■ What to work on ■
Copy out the stretch of records below from the line containing "blurred tree | outline every instance" through the line containing "M 221 328 L", including both of those lines, and nothing else.

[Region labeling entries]
--
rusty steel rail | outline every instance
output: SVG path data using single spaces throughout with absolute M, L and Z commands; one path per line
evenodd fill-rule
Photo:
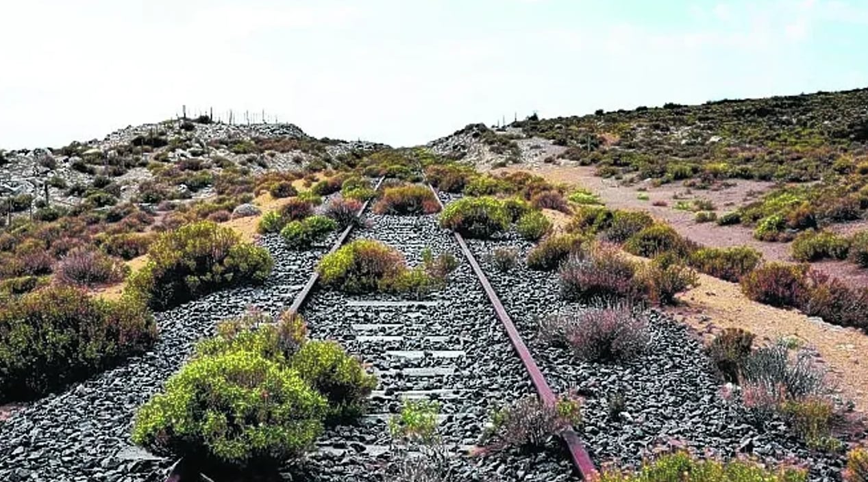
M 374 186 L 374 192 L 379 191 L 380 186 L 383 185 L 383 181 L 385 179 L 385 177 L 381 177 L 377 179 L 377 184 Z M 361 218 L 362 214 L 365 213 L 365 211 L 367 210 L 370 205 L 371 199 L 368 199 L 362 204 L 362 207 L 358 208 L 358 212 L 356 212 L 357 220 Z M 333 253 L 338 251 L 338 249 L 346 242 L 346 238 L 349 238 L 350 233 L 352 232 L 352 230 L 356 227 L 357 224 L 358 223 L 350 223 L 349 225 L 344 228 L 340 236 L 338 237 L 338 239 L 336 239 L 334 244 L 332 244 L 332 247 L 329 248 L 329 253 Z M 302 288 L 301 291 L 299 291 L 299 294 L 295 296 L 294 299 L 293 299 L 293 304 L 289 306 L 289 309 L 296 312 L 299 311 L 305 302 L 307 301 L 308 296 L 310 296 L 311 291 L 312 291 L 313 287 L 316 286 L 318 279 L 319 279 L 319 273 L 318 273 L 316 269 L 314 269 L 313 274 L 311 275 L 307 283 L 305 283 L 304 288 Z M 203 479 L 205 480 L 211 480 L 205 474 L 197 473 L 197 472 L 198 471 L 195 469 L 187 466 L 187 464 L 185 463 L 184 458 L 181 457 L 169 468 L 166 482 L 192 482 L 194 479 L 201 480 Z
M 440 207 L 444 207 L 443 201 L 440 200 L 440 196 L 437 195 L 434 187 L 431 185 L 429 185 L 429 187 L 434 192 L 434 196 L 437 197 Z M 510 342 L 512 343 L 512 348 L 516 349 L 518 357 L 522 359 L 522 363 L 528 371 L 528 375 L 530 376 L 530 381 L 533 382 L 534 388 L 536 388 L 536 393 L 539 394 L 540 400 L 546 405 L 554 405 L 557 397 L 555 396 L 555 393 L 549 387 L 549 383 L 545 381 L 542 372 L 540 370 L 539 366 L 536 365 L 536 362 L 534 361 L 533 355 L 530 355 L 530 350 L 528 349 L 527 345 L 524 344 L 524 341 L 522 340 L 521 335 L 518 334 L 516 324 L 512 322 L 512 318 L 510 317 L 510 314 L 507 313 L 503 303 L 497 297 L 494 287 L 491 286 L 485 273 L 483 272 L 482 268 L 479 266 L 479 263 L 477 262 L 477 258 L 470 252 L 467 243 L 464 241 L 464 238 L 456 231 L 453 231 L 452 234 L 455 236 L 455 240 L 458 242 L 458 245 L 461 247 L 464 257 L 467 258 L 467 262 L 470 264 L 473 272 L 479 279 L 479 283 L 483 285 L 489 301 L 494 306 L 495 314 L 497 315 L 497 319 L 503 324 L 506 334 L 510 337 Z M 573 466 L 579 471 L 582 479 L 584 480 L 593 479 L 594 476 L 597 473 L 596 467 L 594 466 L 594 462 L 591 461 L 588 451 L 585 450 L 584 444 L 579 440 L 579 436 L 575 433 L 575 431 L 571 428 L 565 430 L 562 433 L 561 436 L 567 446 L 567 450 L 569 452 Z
--
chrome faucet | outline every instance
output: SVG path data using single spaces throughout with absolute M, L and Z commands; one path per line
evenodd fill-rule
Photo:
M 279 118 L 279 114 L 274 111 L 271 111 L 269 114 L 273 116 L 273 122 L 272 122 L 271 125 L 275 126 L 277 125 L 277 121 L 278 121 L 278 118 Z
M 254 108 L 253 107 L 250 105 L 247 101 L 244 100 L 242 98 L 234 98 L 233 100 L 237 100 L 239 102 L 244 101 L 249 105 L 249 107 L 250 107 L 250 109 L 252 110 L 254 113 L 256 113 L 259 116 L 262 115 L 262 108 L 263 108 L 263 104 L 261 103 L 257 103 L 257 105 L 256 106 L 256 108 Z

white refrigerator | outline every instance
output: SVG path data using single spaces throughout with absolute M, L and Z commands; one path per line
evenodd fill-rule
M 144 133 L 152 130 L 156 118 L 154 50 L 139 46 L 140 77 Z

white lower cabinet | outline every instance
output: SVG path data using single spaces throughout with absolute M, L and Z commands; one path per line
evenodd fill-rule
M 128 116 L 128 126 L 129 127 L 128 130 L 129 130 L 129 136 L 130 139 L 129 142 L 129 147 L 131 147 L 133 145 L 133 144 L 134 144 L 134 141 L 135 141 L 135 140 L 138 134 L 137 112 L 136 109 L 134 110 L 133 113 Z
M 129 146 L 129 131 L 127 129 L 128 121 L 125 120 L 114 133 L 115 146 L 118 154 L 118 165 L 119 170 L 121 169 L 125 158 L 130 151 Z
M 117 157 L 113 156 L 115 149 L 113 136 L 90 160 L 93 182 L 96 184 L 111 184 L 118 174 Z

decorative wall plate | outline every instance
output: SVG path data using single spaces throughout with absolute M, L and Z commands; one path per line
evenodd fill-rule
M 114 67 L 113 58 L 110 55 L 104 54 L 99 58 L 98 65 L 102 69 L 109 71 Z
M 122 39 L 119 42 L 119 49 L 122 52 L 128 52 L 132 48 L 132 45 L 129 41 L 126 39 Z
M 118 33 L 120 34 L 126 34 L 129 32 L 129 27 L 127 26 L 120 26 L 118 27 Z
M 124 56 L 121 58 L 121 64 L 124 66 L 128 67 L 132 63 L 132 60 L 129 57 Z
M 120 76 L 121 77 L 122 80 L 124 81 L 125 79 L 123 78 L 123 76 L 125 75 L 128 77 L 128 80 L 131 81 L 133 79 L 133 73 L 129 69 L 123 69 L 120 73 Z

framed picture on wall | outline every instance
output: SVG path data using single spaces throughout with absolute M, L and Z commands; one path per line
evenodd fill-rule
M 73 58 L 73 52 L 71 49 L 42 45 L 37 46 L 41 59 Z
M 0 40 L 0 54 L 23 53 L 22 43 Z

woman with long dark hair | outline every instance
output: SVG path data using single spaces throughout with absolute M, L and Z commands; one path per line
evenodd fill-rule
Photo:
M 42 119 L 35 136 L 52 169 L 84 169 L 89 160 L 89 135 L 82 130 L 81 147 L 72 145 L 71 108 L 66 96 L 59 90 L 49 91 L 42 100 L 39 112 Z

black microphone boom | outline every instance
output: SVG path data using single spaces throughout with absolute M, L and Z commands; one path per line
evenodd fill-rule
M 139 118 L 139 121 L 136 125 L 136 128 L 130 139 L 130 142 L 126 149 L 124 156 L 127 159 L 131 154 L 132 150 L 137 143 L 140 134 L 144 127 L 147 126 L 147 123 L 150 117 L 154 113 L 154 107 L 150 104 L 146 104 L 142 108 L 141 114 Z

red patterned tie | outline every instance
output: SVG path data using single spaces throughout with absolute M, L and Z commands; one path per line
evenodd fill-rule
--
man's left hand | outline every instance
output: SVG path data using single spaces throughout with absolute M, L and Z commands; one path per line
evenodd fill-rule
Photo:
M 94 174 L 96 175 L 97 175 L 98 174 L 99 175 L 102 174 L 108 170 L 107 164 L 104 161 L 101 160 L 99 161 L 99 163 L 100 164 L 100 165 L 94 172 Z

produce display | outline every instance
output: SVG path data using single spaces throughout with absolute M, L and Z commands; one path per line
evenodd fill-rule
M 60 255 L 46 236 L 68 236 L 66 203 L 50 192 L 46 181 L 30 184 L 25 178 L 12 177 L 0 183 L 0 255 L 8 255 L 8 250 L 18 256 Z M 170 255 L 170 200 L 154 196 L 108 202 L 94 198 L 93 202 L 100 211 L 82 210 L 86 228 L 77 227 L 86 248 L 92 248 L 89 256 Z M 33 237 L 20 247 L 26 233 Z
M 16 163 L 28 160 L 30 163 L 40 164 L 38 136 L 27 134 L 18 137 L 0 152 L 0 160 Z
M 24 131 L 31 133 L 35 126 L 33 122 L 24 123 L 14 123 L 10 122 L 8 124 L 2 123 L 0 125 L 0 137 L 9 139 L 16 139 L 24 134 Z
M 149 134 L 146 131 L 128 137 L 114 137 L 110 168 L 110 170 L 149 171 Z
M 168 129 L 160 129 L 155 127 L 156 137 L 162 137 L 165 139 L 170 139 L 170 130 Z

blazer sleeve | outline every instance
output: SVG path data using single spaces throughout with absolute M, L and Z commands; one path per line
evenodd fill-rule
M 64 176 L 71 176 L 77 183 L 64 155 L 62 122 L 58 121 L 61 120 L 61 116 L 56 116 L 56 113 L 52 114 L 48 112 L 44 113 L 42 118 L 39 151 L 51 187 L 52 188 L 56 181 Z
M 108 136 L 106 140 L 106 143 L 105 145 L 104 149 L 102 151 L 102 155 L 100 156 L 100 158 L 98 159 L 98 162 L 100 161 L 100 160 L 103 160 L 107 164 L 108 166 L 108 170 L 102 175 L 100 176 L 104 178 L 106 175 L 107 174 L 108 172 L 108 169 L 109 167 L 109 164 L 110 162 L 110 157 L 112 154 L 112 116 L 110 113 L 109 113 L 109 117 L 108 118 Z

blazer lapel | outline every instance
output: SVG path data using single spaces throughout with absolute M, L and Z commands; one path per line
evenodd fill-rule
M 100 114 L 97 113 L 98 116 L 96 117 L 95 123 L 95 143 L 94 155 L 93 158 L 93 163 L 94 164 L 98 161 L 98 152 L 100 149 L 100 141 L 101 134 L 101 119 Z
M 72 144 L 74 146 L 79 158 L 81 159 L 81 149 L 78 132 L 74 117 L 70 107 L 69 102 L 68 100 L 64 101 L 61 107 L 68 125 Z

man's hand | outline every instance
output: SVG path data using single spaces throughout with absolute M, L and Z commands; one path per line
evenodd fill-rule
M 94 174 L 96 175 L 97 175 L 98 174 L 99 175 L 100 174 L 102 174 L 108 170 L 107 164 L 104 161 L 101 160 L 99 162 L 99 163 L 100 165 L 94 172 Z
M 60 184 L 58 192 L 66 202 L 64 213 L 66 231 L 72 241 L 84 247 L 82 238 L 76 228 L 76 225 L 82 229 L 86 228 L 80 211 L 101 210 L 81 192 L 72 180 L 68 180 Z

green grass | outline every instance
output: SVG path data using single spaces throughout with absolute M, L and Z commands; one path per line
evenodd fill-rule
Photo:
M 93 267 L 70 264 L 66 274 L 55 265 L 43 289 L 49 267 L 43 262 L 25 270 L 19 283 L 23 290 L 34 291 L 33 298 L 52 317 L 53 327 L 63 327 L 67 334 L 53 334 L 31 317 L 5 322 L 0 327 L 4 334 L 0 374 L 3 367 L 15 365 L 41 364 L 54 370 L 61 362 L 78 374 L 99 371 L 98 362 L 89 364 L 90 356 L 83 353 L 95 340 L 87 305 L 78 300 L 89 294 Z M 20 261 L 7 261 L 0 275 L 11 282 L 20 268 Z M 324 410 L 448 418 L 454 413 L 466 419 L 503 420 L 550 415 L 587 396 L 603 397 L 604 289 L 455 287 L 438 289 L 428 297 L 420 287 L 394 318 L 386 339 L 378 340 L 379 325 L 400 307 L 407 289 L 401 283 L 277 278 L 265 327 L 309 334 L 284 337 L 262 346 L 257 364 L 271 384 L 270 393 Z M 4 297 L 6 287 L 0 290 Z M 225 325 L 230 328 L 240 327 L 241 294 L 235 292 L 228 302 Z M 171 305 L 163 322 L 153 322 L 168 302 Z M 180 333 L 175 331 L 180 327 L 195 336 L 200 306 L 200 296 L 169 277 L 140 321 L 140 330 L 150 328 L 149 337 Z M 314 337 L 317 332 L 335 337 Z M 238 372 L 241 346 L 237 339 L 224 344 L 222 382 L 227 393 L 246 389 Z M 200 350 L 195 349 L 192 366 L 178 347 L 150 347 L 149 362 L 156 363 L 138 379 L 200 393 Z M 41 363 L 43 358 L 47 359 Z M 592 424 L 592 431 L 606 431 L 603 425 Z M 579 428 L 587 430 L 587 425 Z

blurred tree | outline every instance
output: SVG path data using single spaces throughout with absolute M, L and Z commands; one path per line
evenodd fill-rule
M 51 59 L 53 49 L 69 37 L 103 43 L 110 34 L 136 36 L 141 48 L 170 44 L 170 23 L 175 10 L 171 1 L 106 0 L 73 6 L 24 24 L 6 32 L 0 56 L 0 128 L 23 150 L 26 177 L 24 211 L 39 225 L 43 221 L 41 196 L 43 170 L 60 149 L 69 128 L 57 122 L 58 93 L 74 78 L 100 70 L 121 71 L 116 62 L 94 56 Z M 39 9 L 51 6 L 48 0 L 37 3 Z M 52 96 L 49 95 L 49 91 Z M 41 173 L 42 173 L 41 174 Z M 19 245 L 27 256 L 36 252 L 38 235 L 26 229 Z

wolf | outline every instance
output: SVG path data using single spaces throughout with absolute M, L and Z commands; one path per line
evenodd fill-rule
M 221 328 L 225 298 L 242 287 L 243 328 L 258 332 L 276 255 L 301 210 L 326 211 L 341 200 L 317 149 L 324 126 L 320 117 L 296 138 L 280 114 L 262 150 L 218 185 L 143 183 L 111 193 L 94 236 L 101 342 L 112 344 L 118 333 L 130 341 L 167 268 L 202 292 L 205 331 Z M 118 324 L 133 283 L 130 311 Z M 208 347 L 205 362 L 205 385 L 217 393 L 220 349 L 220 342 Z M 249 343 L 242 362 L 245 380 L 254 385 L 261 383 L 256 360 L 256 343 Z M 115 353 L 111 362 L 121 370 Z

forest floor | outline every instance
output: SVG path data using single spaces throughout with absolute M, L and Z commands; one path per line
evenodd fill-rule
--
■ Answer ■
blurred tree | outline every instance
output: SVG path data using single spaces throughout with absolute M, L and Z commands; one path per line
evenodd fill-rule
M 51 59 L 53 49 L 69 37 L 103 43 L 110 34 L 136 36 L 141 48 L 170 44 L 170 23 L 175 10 L 171 1 L 106 0 L 73 6 L 24 24 L 6 32 L 0 56 L 0 128 L 23 150 L 26 177 L 24 211 L 39 225 L 43 221 L 41 196 L 43 170 L 60 149 L 69 128 L 57 122 L 58 93 L 74 78 L 100 70 L 121 71 L 116 62 L 94 56 Z M 39 9 L 51 6 L 48 0 L 37 3 Z M 52 96 L 49 95 L 49 91 Z M 41 173 L 42 173 L 41 174 Z M 19 245 L 27 256 L 36 252 L 38 235 L 26 229 Z

wolf | outline every instance
output: SVG path data using single spaces throughout with absolute M, L and Z commands; one path per line
evenodd fill-rule
M 221 328 L 225 298 L 242 287 L 243 328 L 258 332 L 276 255 L 301 210 L 326 211 L 341 200 L 317 149 L 324 126 L 320 117 L 296 138 L 280 114 L 262 150 L 218 185 L 143 183 L 111 193 L 94 236 L 101 342 L 112 344 L 118 333 L 130 341 L 167 268 L 202 292 L 205 331 Z M 118 324 L 133 283 L 130 311 Z M 208 347 L 205 362 L 205 385 L 217 393 L 220 349 L 220 342 Z M 249 343 L 242 362 L 245 380 L 254 385 L 261 383 L 256 360 L 256 343 Z M 115 353 L 111 362 L 121 370 Z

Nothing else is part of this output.